Pictures must not appear; the answer is exactly the lines from the one that holds "negative clicks: (395, 555)" through the end of the material.
_ _ _ _
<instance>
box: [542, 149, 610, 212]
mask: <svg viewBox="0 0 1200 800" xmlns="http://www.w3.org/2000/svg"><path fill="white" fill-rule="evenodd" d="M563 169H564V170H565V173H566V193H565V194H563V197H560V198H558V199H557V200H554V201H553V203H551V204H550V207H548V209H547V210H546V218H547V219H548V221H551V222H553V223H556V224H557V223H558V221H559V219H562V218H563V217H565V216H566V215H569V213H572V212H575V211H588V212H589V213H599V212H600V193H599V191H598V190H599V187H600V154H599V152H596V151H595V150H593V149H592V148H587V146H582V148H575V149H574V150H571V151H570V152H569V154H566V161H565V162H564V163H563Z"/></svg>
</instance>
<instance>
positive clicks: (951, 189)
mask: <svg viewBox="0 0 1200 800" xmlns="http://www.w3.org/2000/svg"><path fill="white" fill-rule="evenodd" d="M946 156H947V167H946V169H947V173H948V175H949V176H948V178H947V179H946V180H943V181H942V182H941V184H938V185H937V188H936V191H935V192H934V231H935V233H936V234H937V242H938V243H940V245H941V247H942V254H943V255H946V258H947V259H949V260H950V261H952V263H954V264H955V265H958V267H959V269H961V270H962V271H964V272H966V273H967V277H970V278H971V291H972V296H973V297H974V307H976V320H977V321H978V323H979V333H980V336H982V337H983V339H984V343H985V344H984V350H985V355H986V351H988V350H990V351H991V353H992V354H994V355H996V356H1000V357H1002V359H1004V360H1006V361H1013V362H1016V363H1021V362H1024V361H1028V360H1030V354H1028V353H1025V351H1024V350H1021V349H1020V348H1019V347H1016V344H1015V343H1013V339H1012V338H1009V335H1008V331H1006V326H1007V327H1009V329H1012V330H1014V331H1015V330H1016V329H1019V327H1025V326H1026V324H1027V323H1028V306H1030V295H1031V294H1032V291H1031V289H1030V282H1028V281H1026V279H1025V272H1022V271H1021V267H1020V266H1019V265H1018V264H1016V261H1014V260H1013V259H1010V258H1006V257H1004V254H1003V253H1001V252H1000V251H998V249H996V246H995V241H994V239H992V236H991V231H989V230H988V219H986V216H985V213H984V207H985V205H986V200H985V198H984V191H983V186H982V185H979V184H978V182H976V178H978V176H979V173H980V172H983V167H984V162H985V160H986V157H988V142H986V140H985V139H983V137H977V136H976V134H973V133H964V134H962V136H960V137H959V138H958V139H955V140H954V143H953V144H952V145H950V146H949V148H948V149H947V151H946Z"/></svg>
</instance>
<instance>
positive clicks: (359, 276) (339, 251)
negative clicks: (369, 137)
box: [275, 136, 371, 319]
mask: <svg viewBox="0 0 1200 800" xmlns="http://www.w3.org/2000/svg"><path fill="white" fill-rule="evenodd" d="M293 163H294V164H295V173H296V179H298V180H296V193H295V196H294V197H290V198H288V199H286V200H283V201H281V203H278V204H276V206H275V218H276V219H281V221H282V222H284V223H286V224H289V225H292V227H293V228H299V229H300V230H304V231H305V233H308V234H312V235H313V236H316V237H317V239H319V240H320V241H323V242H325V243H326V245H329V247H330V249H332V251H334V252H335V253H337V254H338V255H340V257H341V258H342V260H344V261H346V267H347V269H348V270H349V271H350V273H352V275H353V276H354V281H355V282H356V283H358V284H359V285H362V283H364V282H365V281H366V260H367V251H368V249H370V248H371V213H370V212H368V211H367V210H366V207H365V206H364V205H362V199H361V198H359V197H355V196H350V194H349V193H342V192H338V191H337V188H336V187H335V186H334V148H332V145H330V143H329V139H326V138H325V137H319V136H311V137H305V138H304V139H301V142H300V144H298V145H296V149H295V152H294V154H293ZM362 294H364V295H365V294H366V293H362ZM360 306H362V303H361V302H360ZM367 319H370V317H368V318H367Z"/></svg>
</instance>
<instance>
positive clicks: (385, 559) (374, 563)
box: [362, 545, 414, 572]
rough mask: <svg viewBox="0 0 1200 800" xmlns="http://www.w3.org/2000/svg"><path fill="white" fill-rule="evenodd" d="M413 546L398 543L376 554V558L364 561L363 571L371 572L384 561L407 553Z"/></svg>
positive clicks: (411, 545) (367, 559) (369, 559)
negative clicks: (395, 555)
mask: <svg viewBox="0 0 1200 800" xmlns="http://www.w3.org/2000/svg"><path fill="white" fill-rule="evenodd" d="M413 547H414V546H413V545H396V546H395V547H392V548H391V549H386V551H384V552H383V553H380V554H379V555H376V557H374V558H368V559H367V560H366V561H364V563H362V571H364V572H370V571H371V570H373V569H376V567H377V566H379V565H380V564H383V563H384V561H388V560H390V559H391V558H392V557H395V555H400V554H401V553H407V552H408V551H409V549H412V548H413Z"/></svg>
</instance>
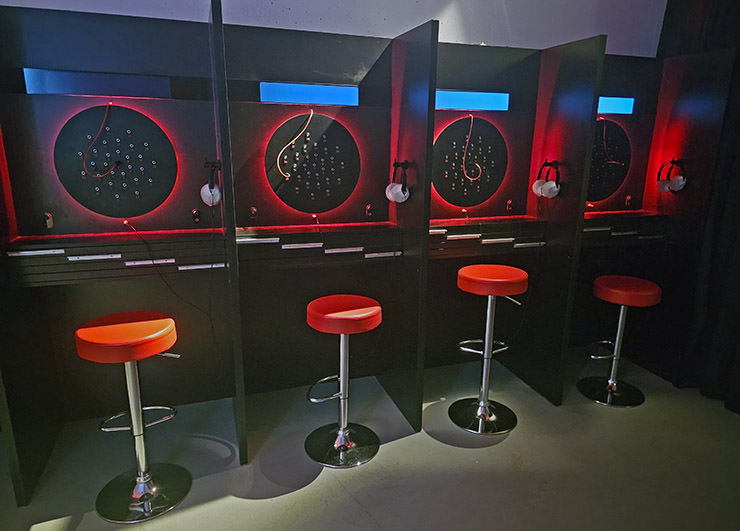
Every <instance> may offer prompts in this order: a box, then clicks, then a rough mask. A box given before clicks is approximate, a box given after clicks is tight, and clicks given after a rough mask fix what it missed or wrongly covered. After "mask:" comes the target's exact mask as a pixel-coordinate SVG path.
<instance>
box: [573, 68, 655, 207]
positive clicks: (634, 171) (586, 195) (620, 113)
_ _ _ _
*Written response*.
negative clicks: (395, 555)
mask: <svg viewBox="0 0 1200 800" xmlns="http://www.w3.org/2000/svg"><path fill="white" fill-rule="evenodd" d="M413 547H414V546H413V545H396V546H395V547H392V548H391V549H386V551H384V552H383V553H380V554H379V555H376V557H374V558H368V559H367V560H366V561H364V563H362V571H364V572H370V571H371V570H373V569H376V567H377V566H379V565H380V564H383V563H384V561H388V560H390V559H391V558H392V557H395V555H400V554H401V553H407V552H408V551H409V549H412V548H413Z"/></svg>
</instance>
Every <instance> may offer prompts in this order: a box, then clicks, then a rough mask. A box given before clicks is approximate, a box given after clicks is tight, and clicks given after a rough mask fix what it missed or wrongly covered. After "mask:" comes the target's exact mask as a pixel-coordinate SVG path.
<instance>
box: [573, 68, 655, 207]
positive clicks: (634, 171) (586, 195) (620, 113)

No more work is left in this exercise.